Start Document text
Story time. I am by no means from a male-chauvinist family, but men and women definitely have defined gender roles in our house. My brothers cut the grass, I clean bathrooms. We appreciate each others’ differences and the way God made us. We have also had some crazy dinner table conversations. One in particular I’ll never forget.
My next-youngest brother and I were both in high school at the time. I don’t remember what led to this conversation, but my brother just looked at me and very bluntly said, “Em, seriously. Name one good thing about being a girl. There’s nothing. You have to wait for guys to ask you to marry them, make supper every night and give birth.” Thanks James. You are so sensitive. I literally could not think of an answer for him. What’s good about being a girl that a guy would actually agree with? “Yeah, well, you get to wear pretty things!” I eventually volunteered. From the look on his face, that was a weak point.
End Document text
* **Set task**: Reproduce the dinner-table story above word for word, starting at the words "My next-youngest brother" and ending after "a weak point.".
Start Data shown
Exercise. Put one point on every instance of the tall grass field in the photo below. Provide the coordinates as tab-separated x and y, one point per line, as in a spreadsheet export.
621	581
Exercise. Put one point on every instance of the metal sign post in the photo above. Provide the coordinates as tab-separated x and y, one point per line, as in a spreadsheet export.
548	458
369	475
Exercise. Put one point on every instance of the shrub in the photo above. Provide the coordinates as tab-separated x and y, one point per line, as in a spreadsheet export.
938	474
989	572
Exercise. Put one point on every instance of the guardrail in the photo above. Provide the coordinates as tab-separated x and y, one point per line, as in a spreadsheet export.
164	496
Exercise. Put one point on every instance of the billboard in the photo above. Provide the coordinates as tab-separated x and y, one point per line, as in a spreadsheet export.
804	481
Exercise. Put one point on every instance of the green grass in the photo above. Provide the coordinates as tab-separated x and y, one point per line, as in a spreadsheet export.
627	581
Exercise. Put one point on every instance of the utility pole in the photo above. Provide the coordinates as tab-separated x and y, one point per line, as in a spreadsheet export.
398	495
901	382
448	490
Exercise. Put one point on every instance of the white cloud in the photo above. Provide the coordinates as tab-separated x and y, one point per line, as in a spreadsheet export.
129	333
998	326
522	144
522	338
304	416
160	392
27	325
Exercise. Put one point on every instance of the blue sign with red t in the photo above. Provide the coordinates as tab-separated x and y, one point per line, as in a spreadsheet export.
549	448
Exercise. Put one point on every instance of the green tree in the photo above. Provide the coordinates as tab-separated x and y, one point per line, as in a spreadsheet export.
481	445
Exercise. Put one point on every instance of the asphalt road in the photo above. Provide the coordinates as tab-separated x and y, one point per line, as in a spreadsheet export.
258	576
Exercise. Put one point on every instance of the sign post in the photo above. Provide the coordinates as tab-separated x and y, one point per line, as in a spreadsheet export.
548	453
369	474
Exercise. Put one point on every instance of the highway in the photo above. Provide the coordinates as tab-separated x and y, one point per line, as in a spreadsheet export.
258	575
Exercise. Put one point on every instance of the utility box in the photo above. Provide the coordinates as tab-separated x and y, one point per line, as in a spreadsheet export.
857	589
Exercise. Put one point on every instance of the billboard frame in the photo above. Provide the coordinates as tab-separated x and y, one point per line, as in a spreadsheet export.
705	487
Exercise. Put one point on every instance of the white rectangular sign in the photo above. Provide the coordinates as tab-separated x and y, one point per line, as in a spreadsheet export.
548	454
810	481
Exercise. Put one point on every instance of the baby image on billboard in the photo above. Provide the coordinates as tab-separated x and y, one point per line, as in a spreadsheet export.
End Data shown
* **Task result**:
My next-youngest brother and I were both in high school at the time. I don’t remember what led to this conversation, but my brother just looked at me and very bluntly said, “Em, seriously. Name one good thing about being a girl. There’s nothing. You have to wait for guys to ask you to marry them, make supper every night and give birth.” Thanks James. You are so sensitive. I literally could not think of an answer for him. What’s good about being a girl that a guy would actually agree with? “Yeah, well, you get to wear pretty things!” I eventually volunteered. From the look on his face, that was a weak point.